Entries:
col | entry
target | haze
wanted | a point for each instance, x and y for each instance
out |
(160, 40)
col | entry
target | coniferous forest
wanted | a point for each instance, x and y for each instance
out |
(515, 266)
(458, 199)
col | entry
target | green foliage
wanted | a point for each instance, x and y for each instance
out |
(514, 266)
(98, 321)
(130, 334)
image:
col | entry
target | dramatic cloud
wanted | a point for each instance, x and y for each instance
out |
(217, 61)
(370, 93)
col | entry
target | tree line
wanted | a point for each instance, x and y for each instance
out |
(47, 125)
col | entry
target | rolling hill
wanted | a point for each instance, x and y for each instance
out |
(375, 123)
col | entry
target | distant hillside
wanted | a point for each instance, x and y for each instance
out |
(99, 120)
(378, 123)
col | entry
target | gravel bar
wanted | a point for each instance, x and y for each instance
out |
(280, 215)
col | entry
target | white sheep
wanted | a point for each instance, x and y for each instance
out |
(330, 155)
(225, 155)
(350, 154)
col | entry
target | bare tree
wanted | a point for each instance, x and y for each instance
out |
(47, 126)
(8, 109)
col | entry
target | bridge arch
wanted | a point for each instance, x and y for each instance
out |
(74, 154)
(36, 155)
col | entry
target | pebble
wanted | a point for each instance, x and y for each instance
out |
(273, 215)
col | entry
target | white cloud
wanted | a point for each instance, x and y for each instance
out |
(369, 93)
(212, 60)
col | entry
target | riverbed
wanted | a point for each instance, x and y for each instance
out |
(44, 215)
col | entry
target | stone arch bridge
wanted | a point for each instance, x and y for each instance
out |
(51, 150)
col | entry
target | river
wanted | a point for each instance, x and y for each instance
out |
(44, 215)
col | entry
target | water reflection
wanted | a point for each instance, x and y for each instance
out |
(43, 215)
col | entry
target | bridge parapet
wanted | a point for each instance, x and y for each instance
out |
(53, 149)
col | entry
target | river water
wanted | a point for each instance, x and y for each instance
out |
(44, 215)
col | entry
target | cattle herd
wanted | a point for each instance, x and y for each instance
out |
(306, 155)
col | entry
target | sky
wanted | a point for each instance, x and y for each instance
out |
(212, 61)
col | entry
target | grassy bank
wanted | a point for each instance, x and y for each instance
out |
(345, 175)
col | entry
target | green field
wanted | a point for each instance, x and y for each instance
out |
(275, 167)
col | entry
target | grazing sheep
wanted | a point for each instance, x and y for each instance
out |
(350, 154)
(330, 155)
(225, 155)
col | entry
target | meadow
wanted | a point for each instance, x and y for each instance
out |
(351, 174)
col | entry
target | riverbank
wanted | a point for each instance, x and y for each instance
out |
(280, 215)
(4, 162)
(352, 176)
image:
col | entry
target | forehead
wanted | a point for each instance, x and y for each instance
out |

Work to do: Extract the entries above verbatim.

Solution to the exercise:
col | entry
target | haze
wanted | a point for each instance, x and y for each instance
out |
(160, 40)
col | entry
target | coniferous forest
wanted | a point for each instance, x and y for each instance
out |
(515, 266)
(458, 199)
col | entry
target | green foliage
wanted | a point for each instance, x and y for each instance
out |
(514, 266)
(98, 321)
(130, 334)
image:
col | entry
target | dramatic cloud
wanted | a point for each instance, x and y for each instance
out |
(217, 61)
(370, 93)
col | entry
target | tree line
wanted | a point for each instance, x and y for each instance
out |
(47, 125)
col | entry
target | rolling hill
wanted | a point for each instance, x and y for each instance
out |
(375, 123)
col | entry
target | distant hillside
wanted | a point for each instance, x and y for each instance
out |
(99, 120)
(378, 123)
col | entry
target | gravel bar
wanted | a point for each instance, x and y for each instance
out |
(280, 215)
col | entry
target | white sheep
wanted | a point for each instance, x and y for each instance
out |
(330, 155)
(225, 155)
(350, 154)
col | entry
target | bare tree
wanted | a point for each instance, x and y for each instance
out |
(47, 126)
(8, 109)
col | entry
target | bridge arch
wanted | a point for each instance, x and y for each instance
out |
(74, 154)
(36, 155)
col | entry
target | pebble
wanted | a point for each instance, x and y for each instance
out |
(273, 215)
col | entry
target | white cloud
wanted | a point for each instance, x and y for each instance
out |
(369, 93)
(212, 60)
col | entry
target | riverbed
wanted | a point for each instance, x and y for each instance
out |
(44, 215)
col | entry
target | stone arch bridge
wanted | a point for each instance, x and y for each instance
out |
(51, 150)
col | entry
target | river
wanted | a point for each instance, x and y for each instance
out |
(44, 215)
col | entry
target | water reflection
wanted | a point for each instance, x and y for each instance
out |
(43, 215)
col | entry
target | bridge parapet
wanted | a point for each instance, x and y for each instance
out |
(53, 149)
col | entry
target | river water
wanted | a point for each instance, x and y for each instance
out |
(44, 215)
col | entry
target | cattle herd
wanted | a point for each instance, x and y for each instance
out |
(306, 155)
col | entry
target | sky
wanted | a point for each instance, x and y for each instance
out |
(212, 61)
col | entry
target | grassy bank
wanted | a point for each instance, x and y for each instance
out |
(345, 175)
col | entry
target | green field
wanted | a point for each instance, x and y for each instance
out |
(275, 167)
col | entry
target | grazing sheep
wanted | a point for each instance, x and y for each instance
out |
(350, 154)
(330, 155)
(225, 155)
col | entry
target | meadow
wanted | a point for each instance, x and y for each instance
out |
(351, 174)
col | entry
target | riverbank
wanted | a point for each instance, x and y for each instance
out |
(280, 215)
(4, 162)
(352, 176)
image:
col | entry
target | forehead
wanted | a point for each instance, x and y for each instance
out |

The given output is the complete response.